What is required
Copy out the passage on the NHS funding share for primary medical care word for word, in full.

Document section
Figures published by the government in response to a question in parliament show that in 2023/24 the proportion of NHS funding spent on primary medical care is budgeted to fall to 8.4% – a smaller share than in any of the previous eight years.

The share of funding spent on primary medical care in 2015/16 was 8.8% – and it peaked at 9.2% in 2019/20 as investment under the five-year GP contract deal began.

However, by 2021/22 – the most recent year for which finalised spending figures are available – it had fallen to 8.6%. Budgeted spending for 2022/23 suggests an 8.5% share for primary medical care, and an 8.4% share in the current financial year.

NHS funding

RCGP chair Professor Kamila Hawthorne said it made ‘absolutely no sense’ that the share of NHS funding spent on primary care was being allowed to decline.

Funding for primary medical care was budgeted to be £12.9bn in 2023/24 – up from £8.7bn in 2015/16 according to figures provided by health minister Andrew Stephenson in response to a parliamentary question from shadow health and social care secretary Wes Streeting.

Dataset
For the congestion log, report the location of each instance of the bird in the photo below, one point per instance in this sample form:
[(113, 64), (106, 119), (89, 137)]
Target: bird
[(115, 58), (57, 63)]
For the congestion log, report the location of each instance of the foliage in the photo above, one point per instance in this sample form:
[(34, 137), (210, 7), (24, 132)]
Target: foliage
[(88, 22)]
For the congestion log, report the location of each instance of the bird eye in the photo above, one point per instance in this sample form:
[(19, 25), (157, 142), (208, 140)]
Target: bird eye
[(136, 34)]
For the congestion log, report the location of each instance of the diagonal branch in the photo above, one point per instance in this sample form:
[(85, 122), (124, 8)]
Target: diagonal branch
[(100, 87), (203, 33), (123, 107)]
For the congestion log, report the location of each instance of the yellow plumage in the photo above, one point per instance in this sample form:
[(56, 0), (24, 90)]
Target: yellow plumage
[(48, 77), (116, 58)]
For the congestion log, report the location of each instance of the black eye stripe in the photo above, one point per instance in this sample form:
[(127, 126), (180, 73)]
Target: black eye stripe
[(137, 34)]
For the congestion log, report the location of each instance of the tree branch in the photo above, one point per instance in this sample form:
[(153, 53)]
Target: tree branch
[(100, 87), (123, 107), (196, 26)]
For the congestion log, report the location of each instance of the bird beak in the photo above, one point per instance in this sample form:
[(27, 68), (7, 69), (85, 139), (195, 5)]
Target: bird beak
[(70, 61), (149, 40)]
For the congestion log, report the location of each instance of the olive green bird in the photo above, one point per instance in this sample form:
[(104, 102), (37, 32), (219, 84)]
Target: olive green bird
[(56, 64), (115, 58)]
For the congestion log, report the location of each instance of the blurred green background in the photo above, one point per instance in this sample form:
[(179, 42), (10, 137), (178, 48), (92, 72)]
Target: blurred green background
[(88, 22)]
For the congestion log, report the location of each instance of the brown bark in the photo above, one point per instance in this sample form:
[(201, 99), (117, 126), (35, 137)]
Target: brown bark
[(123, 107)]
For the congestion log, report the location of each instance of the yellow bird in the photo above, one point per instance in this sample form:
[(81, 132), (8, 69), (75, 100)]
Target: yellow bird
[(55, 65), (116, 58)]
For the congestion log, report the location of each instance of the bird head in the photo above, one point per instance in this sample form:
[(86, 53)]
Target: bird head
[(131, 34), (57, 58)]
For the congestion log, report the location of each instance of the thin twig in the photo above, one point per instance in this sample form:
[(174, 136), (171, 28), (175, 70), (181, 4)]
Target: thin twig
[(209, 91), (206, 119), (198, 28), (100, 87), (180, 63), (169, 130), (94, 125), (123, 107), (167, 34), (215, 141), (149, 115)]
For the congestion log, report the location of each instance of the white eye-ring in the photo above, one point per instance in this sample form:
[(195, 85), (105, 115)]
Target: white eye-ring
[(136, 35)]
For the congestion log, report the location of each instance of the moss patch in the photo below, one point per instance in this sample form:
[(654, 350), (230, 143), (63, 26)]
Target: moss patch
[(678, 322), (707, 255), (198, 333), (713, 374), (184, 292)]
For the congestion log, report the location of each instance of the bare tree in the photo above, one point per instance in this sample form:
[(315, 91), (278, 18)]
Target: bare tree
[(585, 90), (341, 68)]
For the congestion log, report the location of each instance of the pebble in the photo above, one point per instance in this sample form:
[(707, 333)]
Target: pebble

Response to the task
Figures published by the government in response to a question in parliament show that in 2023/24 the proportion of NHS funding spent on primary medical care is budgeted to fall to 8.4% – a smaller share than in any of the previous eight years.

The share of funding spent on primary medical care in 2015/16 was 8.8% – and it peaked at 9.2% in 2019/20 as investment under the five-year GP contract deal began.

However, by 2021/22 – the most recent year for which finalised spending figures are available – it had fallen to 8.6%. Budgeted spending for 2022/23 suggests an 8.5% share for primary medical care, and an 8.4% share in the current financial year.

NHS funding

RCGP chair Professor Kamila Hawthorne said it made ‘absolutely no sense’ that the share of NHS funding spent on primary care was being allowed to decline.

Funding for primary medical care was budgeted to be £12.9bn in 2023/24 – up from £8.7bn in 2015/16 according to figures provided by health minister Andrew Stephenson in response to a parliamentary question from shadow health and social care secretary Wes Streeting.